§ **Aim of the exercise**:
Copy the following data word for word, leaving out the pictures.

[Position identification records]
+ + +
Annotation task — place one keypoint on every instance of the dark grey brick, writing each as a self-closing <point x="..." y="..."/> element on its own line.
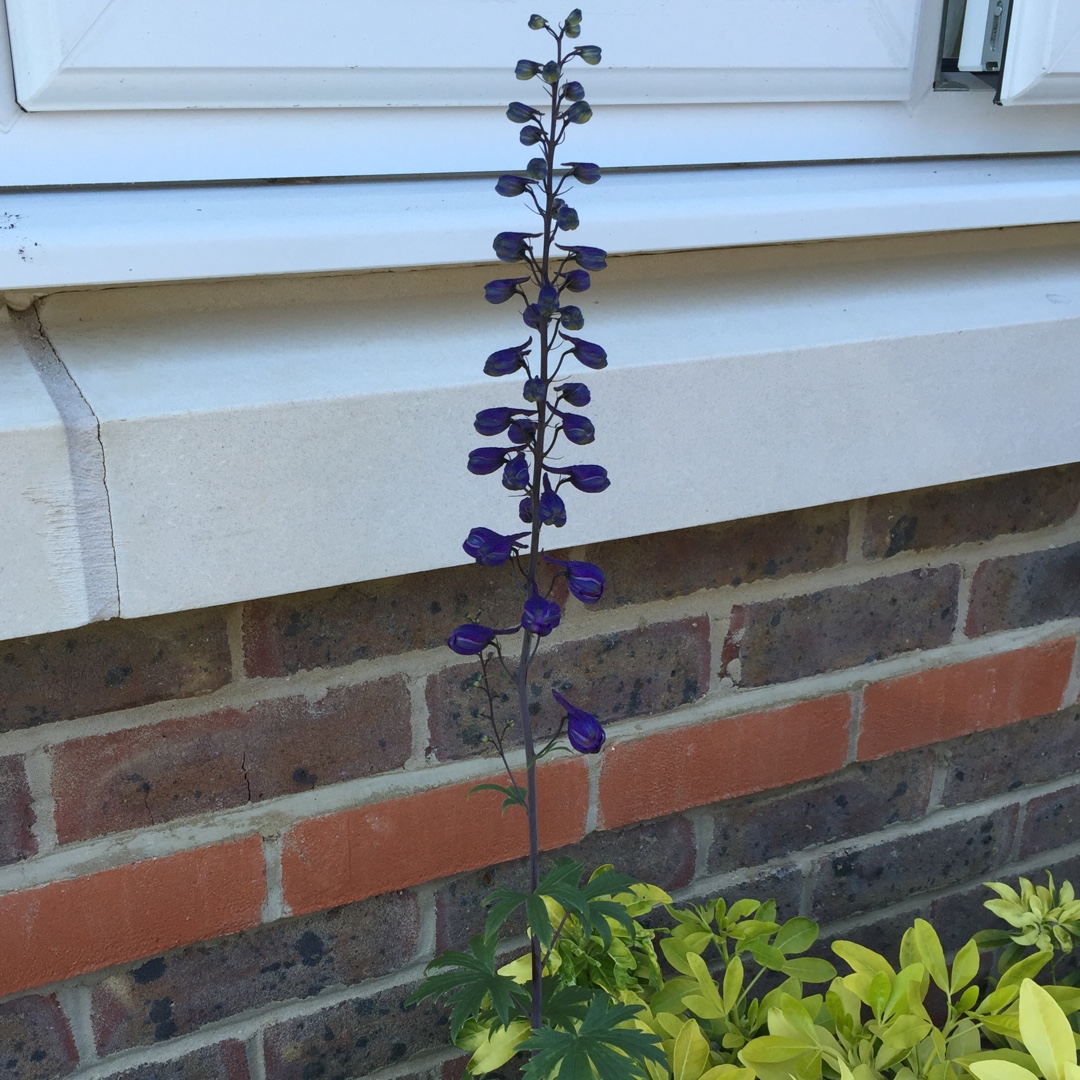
<point x="1025" y="590"/>
<point x="865" y="878"/>
<point x="1003" y="759"/>
<point x="842" y="626"/>
<point x="181" y="990"/>
<point x="860" y="799"/>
+ + +
§ **Final result**:
Annotation task — place one keypoint on every instance of the dark grey brick, writing each as a self-closing <point x="..." y="..."/> element on its own line.
<point x="1025" y="590"/>
<point x="865" y="878"/>
<point x="1003" y="759"/>
<point x="842" y="626"/>
<point x="181" y="990"/>
<point x="860" y="799"/>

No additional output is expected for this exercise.